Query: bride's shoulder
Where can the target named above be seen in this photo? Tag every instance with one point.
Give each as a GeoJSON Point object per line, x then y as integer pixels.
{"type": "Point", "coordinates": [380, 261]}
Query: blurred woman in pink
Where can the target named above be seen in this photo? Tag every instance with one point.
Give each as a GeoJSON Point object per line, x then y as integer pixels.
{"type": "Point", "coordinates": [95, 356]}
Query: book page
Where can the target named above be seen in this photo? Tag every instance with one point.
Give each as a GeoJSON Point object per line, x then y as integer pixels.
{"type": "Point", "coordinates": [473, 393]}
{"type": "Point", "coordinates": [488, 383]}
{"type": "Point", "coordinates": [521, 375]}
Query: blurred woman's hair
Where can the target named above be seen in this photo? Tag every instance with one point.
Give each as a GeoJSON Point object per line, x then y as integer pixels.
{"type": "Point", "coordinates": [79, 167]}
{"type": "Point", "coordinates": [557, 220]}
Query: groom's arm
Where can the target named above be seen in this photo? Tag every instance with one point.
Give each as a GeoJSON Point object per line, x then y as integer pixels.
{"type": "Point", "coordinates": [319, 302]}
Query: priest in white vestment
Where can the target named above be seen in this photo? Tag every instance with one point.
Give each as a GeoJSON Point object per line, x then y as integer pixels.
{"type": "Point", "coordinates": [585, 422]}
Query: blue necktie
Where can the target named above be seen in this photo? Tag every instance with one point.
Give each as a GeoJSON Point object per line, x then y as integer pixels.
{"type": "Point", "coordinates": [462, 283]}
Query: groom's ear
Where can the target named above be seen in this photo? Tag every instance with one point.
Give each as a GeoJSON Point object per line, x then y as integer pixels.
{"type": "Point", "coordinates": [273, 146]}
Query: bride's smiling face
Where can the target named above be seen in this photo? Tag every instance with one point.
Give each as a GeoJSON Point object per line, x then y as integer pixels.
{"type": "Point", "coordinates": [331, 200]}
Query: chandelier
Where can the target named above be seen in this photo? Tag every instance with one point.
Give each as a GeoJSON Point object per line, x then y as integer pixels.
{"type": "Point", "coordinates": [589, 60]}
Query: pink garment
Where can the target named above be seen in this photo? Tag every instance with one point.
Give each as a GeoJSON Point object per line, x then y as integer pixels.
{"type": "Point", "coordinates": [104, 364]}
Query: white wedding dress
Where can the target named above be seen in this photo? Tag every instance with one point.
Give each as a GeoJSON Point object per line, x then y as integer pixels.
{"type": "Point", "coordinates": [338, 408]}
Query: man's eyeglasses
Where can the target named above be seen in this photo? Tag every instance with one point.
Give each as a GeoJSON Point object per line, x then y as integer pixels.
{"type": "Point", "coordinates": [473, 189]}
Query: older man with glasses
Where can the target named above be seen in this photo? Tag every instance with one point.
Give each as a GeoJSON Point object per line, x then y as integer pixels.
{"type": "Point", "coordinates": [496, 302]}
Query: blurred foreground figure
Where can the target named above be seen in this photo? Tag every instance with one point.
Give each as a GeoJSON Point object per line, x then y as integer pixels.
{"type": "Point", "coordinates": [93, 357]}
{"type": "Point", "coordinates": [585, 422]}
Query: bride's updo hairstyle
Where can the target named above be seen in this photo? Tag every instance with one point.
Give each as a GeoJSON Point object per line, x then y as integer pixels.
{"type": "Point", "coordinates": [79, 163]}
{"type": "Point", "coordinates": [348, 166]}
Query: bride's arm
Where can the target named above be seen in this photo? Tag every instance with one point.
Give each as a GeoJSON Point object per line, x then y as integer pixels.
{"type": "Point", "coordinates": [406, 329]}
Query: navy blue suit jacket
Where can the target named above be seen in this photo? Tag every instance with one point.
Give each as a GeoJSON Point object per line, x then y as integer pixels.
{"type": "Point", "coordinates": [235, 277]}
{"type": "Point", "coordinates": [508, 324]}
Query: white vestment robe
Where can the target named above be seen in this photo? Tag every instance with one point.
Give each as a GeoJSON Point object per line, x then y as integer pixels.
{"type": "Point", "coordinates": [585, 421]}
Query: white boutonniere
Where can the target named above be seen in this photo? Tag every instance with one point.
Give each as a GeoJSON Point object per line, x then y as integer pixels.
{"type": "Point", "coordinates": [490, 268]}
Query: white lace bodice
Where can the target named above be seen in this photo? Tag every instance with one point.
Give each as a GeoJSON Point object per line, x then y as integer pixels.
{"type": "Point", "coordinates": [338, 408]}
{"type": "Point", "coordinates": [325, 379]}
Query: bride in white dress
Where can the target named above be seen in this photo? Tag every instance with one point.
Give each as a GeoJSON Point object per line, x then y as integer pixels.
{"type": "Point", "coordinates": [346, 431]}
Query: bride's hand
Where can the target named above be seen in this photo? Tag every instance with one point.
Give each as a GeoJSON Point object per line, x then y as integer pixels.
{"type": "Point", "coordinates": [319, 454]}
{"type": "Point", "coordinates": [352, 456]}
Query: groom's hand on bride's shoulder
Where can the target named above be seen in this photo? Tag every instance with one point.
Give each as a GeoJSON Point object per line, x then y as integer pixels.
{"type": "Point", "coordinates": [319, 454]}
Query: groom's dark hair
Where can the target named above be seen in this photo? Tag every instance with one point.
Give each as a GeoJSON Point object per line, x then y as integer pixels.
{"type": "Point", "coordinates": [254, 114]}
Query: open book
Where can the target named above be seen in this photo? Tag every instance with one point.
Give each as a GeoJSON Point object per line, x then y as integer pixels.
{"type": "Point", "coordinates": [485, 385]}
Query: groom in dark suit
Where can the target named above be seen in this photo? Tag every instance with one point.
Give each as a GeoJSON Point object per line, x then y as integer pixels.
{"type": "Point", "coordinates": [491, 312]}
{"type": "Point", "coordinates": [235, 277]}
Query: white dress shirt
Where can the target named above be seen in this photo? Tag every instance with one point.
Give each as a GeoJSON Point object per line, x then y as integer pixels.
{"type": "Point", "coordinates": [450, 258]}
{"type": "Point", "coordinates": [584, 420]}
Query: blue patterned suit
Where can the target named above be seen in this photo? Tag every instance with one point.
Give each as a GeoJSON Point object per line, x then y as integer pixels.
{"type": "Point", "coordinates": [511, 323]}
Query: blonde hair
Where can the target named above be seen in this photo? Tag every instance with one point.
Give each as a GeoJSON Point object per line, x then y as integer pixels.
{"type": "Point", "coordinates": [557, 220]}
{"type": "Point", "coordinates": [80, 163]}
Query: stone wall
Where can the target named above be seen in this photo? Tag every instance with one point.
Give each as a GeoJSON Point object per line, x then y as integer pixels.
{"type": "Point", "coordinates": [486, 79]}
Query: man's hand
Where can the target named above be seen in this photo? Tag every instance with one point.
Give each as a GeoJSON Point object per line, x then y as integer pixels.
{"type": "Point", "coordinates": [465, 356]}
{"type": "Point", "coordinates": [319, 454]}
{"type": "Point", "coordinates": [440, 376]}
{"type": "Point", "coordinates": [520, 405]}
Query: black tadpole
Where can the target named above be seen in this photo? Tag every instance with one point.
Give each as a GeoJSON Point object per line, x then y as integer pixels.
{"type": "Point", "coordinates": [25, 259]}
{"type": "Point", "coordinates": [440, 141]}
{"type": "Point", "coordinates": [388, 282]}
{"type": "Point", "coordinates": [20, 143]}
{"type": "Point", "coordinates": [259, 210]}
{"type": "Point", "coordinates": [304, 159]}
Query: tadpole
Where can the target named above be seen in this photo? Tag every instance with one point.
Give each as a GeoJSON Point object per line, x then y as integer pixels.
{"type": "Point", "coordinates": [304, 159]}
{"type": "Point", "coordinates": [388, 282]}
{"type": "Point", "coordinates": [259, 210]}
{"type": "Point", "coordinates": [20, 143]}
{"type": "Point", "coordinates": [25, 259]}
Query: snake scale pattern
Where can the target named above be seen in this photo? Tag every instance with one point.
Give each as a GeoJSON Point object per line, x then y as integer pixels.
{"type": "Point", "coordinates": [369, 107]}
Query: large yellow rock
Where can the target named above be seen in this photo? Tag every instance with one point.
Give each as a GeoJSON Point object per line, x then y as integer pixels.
※ ※ ※
▶ [ABOUT THIS EXERCISE]: Check the listing above for "vestment". Show every line where it turns up.

▶ [SOLUTION FOR THIS PROBLEM]:
Query: priest in white vestment
Query: white vestment robe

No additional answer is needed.